**Исходные данные**.
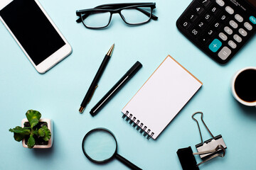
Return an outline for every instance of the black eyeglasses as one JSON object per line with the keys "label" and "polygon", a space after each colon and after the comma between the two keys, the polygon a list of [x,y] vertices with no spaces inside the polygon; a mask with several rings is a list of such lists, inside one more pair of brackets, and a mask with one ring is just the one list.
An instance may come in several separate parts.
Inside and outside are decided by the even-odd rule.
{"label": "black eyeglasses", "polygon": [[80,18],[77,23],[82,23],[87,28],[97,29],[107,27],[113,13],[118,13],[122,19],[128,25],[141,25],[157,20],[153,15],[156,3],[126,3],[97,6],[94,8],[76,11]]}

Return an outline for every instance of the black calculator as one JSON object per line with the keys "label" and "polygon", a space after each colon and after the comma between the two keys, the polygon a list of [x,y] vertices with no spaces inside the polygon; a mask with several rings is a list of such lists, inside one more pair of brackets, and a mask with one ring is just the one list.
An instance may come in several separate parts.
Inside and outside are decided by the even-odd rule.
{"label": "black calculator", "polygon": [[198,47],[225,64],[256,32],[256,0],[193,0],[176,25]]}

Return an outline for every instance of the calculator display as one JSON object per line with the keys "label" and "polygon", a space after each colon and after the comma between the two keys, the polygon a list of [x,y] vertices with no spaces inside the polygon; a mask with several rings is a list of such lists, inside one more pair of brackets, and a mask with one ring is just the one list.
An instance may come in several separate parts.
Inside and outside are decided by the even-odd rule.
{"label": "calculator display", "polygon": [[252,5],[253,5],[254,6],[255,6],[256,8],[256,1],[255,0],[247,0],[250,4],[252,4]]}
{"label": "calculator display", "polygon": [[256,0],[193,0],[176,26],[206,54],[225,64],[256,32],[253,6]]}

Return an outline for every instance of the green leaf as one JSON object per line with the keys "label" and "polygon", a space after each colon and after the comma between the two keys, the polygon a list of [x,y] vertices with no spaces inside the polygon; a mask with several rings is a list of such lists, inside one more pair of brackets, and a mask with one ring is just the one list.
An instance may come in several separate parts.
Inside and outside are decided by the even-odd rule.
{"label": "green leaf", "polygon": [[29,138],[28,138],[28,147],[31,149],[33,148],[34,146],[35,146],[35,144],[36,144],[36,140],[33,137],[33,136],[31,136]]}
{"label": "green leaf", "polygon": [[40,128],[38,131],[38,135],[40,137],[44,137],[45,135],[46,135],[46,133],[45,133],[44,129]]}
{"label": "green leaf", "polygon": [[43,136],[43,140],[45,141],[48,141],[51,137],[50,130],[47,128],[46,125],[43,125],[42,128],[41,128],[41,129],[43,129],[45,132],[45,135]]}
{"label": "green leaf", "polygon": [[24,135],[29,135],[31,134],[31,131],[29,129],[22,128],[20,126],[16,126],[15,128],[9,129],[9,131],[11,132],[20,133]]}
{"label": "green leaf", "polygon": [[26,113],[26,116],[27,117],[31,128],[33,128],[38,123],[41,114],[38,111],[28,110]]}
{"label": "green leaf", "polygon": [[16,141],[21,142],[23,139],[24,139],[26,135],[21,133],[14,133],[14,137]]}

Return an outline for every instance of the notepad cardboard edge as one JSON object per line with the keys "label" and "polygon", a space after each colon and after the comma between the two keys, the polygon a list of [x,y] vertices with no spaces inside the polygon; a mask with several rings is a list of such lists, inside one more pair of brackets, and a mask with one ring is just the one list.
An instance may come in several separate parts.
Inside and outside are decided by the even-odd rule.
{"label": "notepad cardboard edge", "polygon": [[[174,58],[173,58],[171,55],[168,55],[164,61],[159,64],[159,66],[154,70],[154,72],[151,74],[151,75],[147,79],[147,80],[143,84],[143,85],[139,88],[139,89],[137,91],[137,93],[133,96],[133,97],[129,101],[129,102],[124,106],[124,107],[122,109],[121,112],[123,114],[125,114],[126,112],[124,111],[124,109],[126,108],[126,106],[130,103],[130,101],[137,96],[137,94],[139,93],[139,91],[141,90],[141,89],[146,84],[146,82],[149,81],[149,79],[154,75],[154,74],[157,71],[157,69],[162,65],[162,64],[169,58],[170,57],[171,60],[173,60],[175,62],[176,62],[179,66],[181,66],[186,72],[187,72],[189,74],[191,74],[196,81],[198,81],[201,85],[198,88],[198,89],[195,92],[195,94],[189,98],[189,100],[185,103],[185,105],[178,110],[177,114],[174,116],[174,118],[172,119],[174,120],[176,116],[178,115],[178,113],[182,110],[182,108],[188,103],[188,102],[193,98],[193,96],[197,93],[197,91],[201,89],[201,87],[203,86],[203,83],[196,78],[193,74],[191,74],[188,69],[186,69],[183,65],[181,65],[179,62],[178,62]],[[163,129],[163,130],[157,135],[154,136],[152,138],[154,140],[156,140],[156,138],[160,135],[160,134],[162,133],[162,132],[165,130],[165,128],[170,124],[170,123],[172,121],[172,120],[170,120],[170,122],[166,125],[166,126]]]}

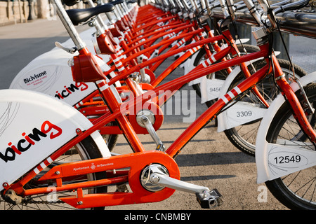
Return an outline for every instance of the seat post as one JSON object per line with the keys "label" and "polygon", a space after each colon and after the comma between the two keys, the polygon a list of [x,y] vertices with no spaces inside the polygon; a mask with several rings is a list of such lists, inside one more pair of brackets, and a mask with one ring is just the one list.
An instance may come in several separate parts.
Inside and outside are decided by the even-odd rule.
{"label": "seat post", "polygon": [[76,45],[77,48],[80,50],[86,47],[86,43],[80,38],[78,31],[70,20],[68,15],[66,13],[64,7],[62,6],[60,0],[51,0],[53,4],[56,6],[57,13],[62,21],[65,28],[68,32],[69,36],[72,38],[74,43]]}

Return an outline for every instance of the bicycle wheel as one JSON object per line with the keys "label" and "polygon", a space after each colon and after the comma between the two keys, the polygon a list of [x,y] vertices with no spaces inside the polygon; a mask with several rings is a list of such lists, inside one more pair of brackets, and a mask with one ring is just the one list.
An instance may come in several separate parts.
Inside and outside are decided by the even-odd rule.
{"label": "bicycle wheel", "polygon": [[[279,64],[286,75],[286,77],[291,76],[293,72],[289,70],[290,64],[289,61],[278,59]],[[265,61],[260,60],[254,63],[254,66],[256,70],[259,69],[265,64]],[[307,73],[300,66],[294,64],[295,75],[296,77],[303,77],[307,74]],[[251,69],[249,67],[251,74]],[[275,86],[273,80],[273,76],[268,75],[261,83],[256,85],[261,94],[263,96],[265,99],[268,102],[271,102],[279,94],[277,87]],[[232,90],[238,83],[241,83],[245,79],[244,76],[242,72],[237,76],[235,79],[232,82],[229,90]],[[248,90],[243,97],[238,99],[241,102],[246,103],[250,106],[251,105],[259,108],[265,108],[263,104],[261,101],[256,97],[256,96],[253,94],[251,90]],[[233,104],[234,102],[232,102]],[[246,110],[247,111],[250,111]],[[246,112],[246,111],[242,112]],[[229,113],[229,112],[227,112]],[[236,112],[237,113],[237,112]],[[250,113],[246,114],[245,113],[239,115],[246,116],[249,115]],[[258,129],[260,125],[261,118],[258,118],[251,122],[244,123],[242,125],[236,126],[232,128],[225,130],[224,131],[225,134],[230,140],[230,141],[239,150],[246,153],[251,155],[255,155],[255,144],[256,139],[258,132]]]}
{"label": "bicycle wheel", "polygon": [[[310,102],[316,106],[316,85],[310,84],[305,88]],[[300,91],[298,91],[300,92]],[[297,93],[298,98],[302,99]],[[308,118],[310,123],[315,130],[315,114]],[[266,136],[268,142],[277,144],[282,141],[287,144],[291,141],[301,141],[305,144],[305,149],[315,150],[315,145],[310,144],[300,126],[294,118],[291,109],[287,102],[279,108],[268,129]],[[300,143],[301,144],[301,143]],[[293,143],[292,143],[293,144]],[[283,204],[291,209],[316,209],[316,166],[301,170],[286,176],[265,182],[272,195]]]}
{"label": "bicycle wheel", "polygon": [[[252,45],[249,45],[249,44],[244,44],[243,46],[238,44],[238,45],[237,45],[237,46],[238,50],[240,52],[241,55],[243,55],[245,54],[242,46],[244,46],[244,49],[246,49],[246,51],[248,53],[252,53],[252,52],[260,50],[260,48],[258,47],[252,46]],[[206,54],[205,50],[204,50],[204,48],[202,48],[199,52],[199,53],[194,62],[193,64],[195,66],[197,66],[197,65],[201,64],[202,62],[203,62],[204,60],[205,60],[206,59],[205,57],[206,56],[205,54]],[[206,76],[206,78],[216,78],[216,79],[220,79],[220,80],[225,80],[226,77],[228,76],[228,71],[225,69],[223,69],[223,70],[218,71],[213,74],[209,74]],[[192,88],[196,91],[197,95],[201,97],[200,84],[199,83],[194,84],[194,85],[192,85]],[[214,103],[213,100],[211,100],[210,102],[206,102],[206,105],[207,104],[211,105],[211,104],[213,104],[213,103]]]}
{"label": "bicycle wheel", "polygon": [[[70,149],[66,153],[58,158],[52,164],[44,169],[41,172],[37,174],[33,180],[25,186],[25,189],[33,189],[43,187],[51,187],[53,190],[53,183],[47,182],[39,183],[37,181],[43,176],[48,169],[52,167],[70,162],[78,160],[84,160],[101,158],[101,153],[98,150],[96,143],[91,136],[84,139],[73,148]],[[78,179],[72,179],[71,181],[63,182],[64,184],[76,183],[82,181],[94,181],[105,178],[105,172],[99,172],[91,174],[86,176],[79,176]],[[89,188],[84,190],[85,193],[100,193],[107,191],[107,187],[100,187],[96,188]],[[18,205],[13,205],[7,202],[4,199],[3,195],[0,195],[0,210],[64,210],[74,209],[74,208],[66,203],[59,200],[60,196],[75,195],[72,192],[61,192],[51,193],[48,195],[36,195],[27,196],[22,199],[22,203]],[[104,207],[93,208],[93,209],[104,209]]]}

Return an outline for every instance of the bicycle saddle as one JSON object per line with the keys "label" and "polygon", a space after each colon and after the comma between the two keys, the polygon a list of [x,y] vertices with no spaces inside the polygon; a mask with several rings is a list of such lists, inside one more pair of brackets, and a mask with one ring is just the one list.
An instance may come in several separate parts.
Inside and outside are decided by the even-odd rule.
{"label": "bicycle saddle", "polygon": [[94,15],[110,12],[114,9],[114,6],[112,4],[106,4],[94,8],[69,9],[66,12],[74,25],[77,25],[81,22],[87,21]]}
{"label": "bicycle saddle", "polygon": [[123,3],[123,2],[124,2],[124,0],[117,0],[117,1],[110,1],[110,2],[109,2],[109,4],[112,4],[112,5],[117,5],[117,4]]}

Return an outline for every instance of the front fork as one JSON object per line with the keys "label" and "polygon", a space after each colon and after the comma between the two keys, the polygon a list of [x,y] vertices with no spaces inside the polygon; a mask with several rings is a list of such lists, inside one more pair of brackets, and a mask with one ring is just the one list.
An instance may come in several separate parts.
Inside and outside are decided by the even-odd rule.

**Условия задания**.
Перепишите строки, начиная со строки, в которой стоит «Return an outline for every instance of the front», и до конца пунктов включительно. Замените в них «front fork» на «handlebar», а всё остальное оставьте без изменений.

**Результат задания**.
Return an outline for every instance of the handlebar as one JSON object per line with the keys "label" and "polygon", a space after each colon and after the comma between the two keys, the polygon a list of [x,y] vertices with no spaces inside the polygon; a mask with several rings is a list of such lists, inside one more pair of brackets, and a mask with one ring is just the one list.
An instance may come in several separate parts.
Inside and outside are decided by the even-odd rule.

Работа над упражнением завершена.